Directive 1: In the passage on inches of water column, how many inches of water column equal 1 psi?
Directive 2: Pick up the passage on inches of water column after its last sentence and continue writing it.

Passage provided:

--*--

Inches of Water Column
Low pressures are often measured in inches of water column or “WC. Like most units of measure, it has a very simple origin, in a water manometer 1″ of water column is literally the amount of force it takes to raise the column of water by 1”. While some water manometers (water tube) are still in use the vast majority are either dial or digital gauges that still use the same scale.
1 psi is equal to 27.71 inches of water column; this is why water column is most often used to measure pressures under 1 psi. These low pressures are most often read using a manometer or a magnahelic gauge.
When we measure water column with our tools it is calibrated at atmospheric pressure or the gauge scale instead of the absolute scale. This means that for a manometer or magnahelic to be properly used they MUST be recalibrated before each (many auto calibrate to zero) to compensate for changes in elevation and barometric pressure. At altitudes over 2000′ above sea you will also need to follow manufacturer recommendations to adjust the gas valve and even change orifice sizes in some cases due to the effect the lower atmospheric pressure has on the gas.

--*--

Records:
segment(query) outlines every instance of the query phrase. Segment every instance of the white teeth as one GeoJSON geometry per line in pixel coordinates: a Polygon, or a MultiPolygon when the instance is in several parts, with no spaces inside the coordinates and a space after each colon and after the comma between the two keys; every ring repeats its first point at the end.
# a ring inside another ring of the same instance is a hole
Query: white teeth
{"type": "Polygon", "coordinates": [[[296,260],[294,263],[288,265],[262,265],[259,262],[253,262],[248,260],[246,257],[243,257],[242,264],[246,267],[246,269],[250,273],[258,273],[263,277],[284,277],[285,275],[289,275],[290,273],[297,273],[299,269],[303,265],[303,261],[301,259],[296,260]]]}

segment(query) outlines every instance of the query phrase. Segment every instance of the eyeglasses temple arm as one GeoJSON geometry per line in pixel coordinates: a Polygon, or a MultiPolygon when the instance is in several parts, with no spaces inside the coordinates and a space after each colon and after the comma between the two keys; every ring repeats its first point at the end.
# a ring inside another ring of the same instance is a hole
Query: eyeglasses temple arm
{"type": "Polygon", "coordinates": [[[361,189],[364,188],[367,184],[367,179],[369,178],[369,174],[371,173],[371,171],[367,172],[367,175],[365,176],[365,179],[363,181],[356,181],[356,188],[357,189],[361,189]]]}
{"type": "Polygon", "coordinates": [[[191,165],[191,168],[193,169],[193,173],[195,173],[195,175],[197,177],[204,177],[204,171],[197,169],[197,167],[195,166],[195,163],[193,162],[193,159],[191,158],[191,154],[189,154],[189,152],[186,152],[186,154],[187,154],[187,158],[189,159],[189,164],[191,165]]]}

--*--

Exercise answer 1: 1 psi equals 27.71 inches of water column.

Exercise answer 2:
Gas pressure is usually measured in “wc, most commonly we set single stage appliances to 3.5” wc on natural gas and 11″wc on propane. This varies based on manufacture specs, combustion analysis and meter clocking tests. Always read the manufacturer specs.
We also use “WC to check air static pressure on systems. Static pressure is pressure that is exerted in all directions in a contained space, it is not the directional force of the air.
We use a manometer or a magnahelic and measure the negative air pressure in the system return side before the blower (and after the filter whenever possible) and the positive pressure supply air side directly after the blower. By calculating the differential you come up with the total external static in water column. For example, if the return static is -0.3″wc and the supply static is +0.2″wc the total static is 0.5” wc.
Many manometers and all magnahelic gauges (to my knowledge) have two ports so you can read the differential pressure all at once. This also comes in handy when reading/testing differential pressure on many furnace air pressure switches to ensure they make and break at the proper pressure.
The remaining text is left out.